Continue the passage below on time-based stream processing in Spark Streaming, picking up right after its final sentence.

▶ [Extracted text]
·····

Chapter 21. Time-Based Stream Processing

As we have hinted at previously, and as we have shown in previous transformations, Spark Streaming offers the capability of building time-based aggregates of data. In contrast with Structured Streaming, the out-of-the-box capabilities of Spark Streaming in this area are limited to processing time, which, if you recall from “The Effect of Time”, is the time when the streaming engine processes the events.

In this chapter, we are going to look into the different aggregation capabilities of Spark Streaming. Although they are constrained to the processing-time domain, they provide rich semantics and can be helpful to process data in a scalable and resource-constrained way.

Window Aggregations

Aggregation is a frequent pattern in stream data processing, reflecting the difference in concerns from the producers of the data (at the input) and the consumers of data (at the output).

As discussed in “Window Aggregations”, the concept of a window of data over time can help us to create aggregates that span large periods of time. The Spark Streaming API offers definitions for the two generic window concepts presented in that section, tumbling and sliding windows, and provides specialized reduce functions that operate over windows to limit the amount of intermediate memory required to execute a given aggregation over a period of time.

·····

▶ [Material shown]
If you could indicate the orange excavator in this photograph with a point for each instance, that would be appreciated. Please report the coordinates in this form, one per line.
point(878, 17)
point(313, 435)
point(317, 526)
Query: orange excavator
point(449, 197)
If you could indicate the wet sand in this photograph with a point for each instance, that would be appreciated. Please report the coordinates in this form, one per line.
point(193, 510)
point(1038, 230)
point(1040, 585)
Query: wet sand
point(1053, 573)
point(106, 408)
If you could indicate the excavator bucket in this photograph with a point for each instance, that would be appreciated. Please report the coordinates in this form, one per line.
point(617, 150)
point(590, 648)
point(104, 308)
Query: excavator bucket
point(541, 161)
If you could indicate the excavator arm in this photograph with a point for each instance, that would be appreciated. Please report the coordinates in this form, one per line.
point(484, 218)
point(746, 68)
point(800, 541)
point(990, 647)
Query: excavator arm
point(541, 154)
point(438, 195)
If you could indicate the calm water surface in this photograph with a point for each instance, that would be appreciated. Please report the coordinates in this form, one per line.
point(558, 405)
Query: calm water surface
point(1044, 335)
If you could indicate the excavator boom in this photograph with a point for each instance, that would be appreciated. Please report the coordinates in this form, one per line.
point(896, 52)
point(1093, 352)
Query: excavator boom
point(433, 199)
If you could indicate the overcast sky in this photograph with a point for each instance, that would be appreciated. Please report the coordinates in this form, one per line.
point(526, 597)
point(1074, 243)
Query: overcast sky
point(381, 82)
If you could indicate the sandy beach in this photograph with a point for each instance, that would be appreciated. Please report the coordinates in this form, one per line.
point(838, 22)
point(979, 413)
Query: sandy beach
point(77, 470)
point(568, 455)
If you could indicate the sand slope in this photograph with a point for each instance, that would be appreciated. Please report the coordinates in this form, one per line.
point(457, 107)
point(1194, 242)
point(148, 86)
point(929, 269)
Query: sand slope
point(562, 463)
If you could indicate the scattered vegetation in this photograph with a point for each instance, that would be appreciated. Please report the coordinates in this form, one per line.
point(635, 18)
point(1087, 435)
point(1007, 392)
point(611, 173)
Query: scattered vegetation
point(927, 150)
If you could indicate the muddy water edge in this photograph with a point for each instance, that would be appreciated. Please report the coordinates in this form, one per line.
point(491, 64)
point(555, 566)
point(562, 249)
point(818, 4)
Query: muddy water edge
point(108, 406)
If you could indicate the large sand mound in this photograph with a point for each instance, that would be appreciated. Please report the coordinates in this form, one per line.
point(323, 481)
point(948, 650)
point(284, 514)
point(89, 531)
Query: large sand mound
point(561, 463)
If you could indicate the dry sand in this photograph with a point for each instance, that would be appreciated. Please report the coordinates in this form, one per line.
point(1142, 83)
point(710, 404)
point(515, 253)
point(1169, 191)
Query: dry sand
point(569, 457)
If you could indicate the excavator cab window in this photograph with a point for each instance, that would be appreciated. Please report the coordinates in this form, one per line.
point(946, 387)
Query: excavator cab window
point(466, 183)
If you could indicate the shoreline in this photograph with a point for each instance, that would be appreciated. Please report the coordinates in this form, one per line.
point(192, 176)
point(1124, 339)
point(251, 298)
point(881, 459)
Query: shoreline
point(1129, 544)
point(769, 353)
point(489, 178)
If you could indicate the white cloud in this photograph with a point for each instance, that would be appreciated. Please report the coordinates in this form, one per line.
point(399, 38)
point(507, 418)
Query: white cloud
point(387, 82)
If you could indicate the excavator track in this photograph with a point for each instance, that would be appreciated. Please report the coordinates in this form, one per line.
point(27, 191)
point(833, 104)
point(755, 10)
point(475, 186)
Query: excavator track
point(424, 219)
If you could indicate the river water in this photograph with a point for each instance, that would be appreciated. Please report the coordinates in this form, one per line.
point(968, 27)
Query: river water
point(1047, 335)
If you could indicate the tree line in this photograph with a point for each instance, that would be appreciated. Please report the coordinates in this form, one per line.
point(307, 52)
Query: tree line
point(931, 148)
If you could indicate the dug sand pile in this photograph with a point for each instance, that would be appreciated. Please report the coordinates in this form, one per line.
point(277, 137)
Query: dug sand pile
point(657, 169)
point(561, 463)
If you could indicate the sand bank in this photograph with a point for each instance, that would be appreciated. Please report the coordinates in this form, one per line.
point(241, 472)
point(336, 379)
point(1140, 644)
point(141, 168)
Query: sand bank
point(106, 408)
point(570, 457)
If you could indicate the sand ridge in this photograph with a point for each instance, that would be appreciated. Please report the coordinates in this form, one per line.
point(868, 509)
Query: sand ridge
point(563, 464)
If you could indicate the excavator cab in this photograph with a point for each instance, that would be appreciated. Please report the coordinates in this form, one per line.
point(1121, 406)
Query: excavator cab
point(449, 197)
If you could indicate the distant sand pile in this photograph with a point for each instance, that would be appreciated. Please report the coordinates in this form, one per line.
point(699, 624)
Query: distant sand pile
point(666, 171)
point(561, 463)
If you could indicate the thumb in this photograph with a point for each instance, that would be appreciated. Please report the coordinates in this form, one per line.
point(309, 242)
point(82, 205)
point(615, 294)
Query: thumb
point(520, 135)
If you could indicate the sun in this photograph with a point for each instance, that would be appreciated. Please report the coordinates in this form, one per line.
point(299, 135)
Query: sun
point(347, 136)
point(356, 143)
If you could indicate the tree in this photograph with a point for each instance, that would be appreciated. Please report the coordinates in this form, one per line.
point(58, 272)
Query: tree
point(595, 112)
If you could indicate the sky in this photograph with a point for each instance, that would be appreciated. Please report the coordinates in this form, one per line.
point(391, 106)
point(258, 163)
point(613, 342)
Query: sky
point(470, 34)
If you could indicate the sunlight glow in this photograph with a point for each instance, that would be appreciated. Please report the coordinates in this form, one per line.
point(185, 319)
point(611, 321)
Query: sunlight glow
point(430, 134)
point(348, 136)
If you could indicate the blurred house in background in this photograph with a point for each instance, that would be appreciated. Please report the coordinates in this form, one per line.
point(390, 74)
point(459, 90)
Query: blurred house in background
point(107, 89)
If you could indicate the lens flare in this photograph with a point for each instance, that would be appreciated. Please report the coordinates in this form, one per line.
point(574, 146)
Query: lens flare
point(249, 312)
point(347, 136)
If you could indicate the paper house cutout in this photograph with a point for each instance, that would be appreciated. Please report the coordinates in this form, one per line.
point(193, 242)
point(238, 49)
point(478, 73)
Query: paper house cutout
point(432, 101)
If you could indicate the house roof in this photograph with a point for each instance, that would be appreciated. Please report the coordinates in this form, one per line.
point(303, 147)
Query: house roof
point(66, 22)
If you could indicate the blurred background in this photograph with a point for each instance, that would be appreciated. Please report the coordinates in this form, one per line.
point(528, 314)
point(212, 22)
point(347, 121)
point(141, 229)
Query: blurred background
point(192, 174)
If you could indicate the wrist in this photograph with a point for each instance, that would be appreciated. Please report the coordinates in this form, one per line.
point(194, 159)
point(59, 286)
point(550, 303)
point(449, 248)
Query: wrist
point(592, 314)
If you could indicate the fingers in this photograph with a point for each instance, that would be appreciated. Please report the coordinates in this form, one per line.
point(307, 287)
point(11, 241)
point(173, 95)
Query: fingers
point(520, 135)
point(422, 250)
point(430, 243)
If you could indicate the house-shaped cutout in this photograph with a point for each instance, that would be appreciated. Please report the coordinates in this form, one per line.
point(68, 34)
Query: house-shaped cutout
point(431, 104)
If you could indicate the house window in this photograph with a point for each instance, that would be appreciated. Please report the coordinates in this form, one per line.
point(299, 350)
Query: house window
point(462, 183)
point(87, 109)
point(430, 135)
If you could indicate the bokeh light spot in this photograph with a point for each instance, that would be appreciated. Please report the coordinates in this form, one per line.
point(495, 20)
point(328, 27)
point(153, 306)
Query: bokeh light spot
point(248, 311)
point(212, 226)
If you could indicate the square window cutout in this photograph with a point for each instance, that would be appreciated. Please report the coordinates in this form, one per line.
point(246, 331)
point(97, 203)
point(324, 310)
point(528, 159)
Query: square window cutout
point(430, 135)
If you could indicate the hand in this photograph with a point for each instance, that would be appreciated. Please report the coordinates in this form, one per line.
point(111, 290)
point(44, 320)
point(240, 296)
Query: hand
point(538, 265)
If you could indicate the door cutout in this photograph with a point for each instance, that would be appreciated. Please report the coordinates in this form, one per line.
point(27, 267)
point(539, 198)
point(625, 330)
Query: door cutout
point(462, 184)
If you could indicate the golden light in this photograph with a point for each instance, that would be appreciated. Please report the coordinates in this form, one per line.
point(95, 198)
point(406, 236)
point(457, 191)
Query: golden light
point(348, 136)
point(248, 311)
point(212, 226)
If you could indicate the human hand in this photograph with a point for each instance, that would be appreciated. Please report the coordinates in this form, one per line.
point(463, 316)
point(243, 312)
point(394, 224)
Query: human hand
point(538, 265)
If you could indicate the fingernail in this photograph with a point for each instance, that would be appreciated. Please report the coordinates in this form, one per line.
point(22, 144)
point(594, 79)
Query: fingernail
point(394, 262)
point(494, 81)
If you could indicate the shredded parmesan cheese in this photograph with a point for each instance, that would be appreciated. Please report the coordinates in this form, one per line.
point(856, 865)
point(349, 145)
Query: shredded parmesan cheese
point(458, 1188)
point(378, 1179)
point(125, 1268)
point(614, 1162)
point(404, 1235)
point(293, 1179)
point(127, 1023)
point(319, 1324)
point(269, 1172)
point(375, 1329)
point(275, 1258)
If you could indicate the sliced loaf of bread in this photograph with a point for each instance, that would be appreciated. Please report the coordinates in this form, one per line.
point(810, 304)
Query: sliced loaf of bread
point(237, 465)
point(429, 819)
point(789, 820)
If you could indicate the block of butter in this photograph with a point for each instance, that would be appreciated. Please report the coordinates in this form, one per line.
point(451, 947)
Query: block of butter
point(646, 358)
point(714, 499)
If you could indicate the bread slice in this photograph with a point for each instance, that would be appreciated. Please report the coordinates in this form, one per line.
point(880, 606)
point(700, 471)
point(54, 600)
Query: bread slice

·····

▶ [Result below]
In the next pages, we are going to explore the windowing capabilities of Spark Streaming:

  • Tumbling windows

  • Sliding windows

  • Window-based reductions

Tumbling Windows

In Spark Streaming, the most basic window definition is the window(<time>) operation on DStreams. This DStream transformation creates a new windowed DStream that can further transform to implement our desired logic.

Assuming a DStream of hashtags, we can do this with tumbling windows:

val tumblingHashtagFrequency = hashTags.window(Seconds(60))
                                       .map(hashTag => (hashTag,1))
                                       .reduceByKey(_ + _)

In the window operation, before the map and reduceByKey steps—that we now know do a simple counting—we are reprogramming the segmentation of our DStream into RDDs. The original stream, hashTags, follows a strict segmentation according to the batch interval: one RDD per batch.

In this case, we are configuring the new DStream, hashTags.window(Seconds(60)), to contain one RDD per 60 seconds. Every time the clock ticks 60 seconds, a new RDD is created on the cluster’s resources, independently of the previous elements of the same windowed DStream. In that sense, the window is tumbling as explained in “Tumbling Windows”: every RDD is 100% composed of new “fresh” elements read on the wire.

Window Length Versus Batch Interval

Because the creation of a windowed stream is obtained by coalescing the information of several RDDs of the original stream into a single one for the windowed stream, the window interval must be a multiple of the batch interval.

Naturally, any window length that’s a multiple of the initial batch interval can be passed as an argument. Hence, this kind of grouped stream allows the user to ask questions of the last minute, 15 minutes, or hour of data—more precisely, of the k-th interval of the windowed streaming computation runtime.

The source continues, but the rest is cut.